◆ Do this ◆
Can you pull out every line of the records below that contains the word "muddy"?

---- Entries

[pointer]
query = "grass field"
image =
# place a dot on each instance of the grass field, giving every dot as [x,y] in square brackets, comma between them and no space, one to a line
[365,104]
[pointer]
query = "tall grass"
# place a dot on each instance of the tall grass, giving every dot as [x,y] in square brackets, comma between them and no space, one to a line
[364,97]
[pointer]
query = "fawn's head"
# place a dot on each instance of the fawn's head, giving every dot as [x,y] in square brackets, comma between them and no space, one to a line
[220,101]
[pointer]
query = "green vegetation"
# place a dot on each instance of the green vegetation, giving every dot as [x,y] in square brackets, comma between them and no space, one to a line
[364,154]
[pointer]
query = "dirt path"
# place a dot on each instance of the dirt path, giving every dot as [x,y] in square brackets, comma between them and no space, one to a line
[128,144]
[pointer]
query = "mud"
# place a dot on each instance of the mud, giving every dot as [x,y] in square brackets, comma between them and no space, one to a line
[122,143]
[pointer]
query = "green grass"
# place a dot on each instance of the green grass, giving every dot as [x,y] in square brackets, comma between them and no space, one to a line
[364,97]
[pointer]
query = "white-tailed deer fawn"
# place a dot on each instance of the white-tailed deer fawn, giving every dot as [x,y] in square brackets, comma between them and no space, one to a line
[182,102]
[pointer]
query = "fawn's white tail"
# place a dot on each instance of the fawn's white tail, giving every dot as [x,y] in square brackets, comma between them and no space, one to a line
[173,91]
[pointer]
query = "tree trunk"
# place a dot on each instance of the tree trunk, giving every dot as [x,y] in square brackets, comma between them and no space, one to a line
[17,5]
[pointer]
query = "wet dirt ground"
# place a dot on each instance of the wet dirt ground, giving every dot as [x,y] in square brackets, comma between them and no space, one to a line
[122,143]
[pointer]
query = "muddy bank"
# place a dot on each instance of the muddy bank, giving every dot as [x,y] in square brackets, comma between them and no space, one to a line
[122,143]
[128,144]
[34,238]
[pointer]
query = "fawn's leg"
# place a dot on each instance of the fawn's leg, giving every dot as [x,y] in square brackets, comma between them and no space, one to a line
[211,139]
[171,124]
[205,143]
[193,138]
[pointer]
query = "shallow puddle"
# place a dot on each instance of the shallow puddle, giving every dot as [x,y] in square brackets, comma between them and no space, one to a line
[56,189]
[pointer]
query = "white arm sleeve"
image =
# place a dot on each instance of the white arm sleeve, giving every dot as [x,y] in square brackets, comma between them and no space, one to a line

--------

◆ Reply ◆
query = "muddy bank"
# place a dot on each instance of the muddy bank, giving every dot as [x,y] in square brackets, comma between them and no space, one to a line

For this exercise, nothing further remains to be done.